• **Data supplied**:

══════

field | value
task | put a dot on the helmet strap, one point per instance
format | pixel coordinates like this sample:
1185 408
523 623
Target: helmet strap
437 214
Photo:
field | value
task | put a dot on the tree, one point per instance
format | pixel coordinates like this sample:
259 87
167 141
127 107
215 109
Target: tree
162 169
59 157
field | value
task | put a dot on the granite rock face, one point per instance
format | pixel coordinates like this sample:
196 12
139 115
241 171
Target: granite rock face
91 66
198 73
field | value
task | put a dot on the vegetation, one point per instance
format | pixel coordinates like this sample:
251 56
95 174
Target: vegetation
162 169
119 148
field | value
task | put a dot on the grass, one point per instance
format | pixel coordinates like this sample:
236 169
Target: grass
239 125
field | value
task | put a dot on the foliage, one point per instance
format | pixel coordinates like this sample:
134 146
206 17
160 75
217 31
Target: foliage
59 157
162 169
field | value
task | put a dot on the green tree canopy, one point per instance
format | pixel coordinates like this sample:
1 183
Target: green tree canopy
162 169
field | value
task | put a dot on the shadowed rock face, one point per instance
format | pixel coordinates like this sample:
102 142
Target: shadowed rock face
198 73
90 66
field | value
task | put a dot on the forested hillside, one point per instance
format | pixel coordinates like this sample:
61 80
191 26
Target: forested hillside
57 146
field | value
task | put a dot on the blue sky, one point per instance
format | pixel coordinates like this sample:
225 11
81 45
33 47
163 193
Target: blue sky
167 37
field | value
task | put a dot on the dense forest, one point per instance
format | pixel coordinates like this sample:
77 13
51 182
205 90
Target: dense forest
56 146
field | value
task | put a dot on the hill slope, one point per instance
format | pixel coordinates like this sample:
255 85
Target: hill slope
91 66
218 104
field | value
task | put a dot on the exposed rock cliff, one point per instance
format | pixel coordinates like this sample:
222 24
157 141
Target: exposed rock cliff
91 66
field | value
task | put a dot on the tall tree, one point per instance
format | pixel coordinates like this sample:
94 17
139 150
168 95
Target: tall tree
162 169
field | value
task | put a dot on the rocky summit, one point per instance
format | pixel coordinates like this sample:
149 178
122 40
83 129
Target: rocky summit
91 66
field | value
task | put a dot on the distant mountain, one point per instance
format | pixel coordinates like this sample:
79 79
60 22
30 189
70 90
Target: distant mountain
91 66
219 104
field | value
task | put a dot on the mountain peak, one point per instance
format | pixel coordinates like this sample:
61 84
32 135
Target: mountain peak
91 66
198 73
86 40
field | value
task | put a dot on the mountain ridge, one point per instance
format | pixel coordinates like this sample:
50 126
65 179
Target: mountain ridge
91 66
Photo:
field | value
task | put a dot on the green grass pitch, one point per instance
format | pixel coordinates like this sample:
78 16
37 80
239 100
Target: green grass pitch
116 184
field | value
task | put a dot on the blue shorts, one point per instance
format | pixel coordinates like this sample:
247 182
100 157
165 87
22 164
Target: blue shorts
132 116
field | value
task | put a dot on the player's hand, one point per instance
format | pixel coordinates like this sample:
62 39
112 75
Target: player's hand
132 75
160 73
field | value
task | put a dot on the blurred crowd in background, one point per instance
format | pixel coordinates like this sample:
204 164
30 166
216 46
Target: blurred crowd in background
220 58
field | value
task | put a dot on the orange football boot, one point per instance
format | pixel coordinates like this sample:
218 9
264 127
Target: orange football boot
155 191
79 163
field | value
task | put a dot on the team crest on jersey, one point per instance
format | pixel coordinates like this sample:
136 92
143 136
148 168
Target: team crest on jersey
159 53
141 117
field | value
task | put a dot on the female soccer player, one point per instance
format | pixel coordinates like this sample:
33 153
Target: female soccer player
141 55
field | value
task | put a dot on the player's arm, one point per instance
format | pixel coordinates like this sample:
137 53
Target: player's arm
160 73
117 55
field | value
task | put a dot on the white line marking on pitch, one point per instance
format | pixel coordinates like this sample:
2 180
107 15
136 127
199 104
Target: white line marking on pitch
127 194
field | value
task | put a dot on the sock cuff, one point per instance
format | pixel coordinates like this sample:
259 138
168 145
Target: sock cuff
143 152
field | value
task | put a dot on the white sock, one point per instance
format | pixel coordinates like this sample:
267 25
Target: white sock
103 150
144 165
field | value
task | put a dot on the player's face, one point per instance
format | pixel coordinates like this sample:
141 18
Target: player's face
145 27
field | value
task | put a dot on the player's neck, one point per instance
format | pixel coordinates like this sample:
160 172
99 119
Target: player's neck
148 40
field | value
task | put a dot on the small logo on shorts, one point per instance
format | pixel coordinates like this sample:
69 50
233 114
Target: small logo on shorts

══════

• **Short problem**:
Type the whole listing again, unaltered.

• **Reply to the exercise**:
field | value
task | put a dot on the helmet strap, one point per instance
format | pixel coordinates like this sample:
1185 408
523 623
Target: helmet strap
437 214
Photo:
field | value
task | put a dot on the tree, one point per instance
format | pixel coordinates like this sample:
259 87
167 141
127 107
215 109
Target: tree
162 169
59 157
field | value
task | put a dot on the granite rock face, one point per instance
format | pixel coordinates like this sample:
196 12
139 115
241 171
Target: granite rock face
91 66
198 73
field | value
task | put a dot on the vegetation, one point per instance
format | pixel coordinates like this sample:
251 56
95 174
Target: vegetation
162 169
119 148
field | value
task | put a dot on the grass, one point per instance
format | pixel coordinates like this sample:
236 169
Target: grass
239 125
field | value
task | put a dot on the foliage, one point per instance
format | pixel coordinates like this sample:
134 146
206 17
160 75
217 31
Target: foliage
59 157
162 169
field | value
task | put a dot on the green tree canopy, one point per instance
format | pixel coordinates like this sample:
1 183
Target: green tree canopy
162 169
field | value
task | put a dot on the shadowed rock face, one point per instance
format | pixel coordinates like this sample:
102 142
Target: shadowed rock face
198 73
90 66
field | value
task | put a dot on the forested hillside, one point per instance
format | pixel coordinates like this sample:
61 80
191 26
Target: forested hillside
57 146
field | value
task | put a dot on the blue sky, one point per instance
format | pixel coordinates like this sample:
225 11
81 45
33 47
163 193
Target: blue sky
167 37
field | value
task | put a dot on the dense forest, one point per instance
format | pixel coordinates like this sample:
77 13
51 182
205 90
Target: dense forest
56 146
field | value
task | put a dot on the hill slope, one point per instance
format | pixel coordinates like this sample:
255 85
Target: hill slope
91 66
218 104
field | value
task | put a dot on the exposed rock cliff, one point per instance
format | pixel coordinates like this sample:
222 24
157 141
Target: exposed rock cliff
91 66
field | value
task | put a dot on the tall tree, one point per instance
format | pixel coordinates like this sample:
94 17
139 150
168 95
Target: tall tree
162 169
field | value
task | put a dot on the rocky summit, one point per instance
format | pixel coordinates like this sample:
149 178
122 40
83 129
Target: rocky summit
91 66
field | value
task | put a dot on the distant mountain, one point per instance
format | pixel coordinates like this sample:
79 79
60 22
30 189
70 90
Target: distant mountain
91 66
219 104
field | value
task | put a dot on the mountain peak, one point per instance
format | pixel coordinates like this sample:
61 84
32 135
Target: mountain peak
91 66
198 73
86 40
field | value
task | put a dot on the mountain ridge, one point per instance
format | pixel coordinates like this sample:
50 126
65 179
Target: mountain ridge
91 66
Photo:
field | value
task | put a dot on the green grass pitch, one point per instance
format | pixel coordinates like this sample:
78 16
37 80
239 100
Target: green grass pitch
116 184
field | value
task | put a dot on the blue shorts, one point per instance
format | pixel coordinates like this sample:
247 182
100 157
165 87
22 164
Target: blue shorts
132 116
field | value
task | put a dot on the player's hand, one point per instance
format | pixel coordinates like this sample:
62 39
112 75
Target: player's hand
132 75
160 73
field | value
task | put a dot on the blurred crowd in background, one point per instance
format | pixel coordinates like this sample:
204 164
30 166
216 46
Target: blurred crowd in background
220 58
field | value
task | put a dot on the orange football boot, one point per instance
format | pixel coordinates like this sample:
218 9
264 127
Target: orange football boot
155 191
79 163
field | value
task | put a dot on the team crest on jersey, one point per instance
format | pixel coordinates like this sample:
136 92
143 136
148 168
Target: team crest on jersey
159 53
141 117
field | value
task | put a dot on the female soccer player, one point per instance
format | pixel coordinates like this sample:
33 153
Target: female soccer player
141 55
field | value
task | put a dot on the player's arm, one point per instance
format | pixel coordinates like this sample:
137 53
Target: player's arm
160 73
117 55
field | value
task | put a dot on the white line marking on pitch, one point per instance
format | pixel coordinates like this sample:
2 180
107 15
136 127
199 104
Target: white line marking on pitch
127 194
field | value
task | put a dot on the sock cuff, one point per instance
format | pixel coordinates like this sample:
259 138
168 145
Target: sock cuff
143 152
field | value
task | put a dot on the white sock, one point per instance
format | pixel coordinates like this sample:
267 25
Target: white sock
103 150
144 165
field | value
task | put a dot on the player's face, one point per instance
format | pixel coordinates like this sample:
141 18
Target: player's face
145 27
field | value
task | put a dot on the player's neck, one point per instance
format | pixel coordinates like this sample:
160 172
99 119
Target: player's neck
148 40
field | value
task | put a dot on the small logo on shorts, one point per instance
format | pixel coordinates like this sample:
69 50
233 114
Target: small logo on shorts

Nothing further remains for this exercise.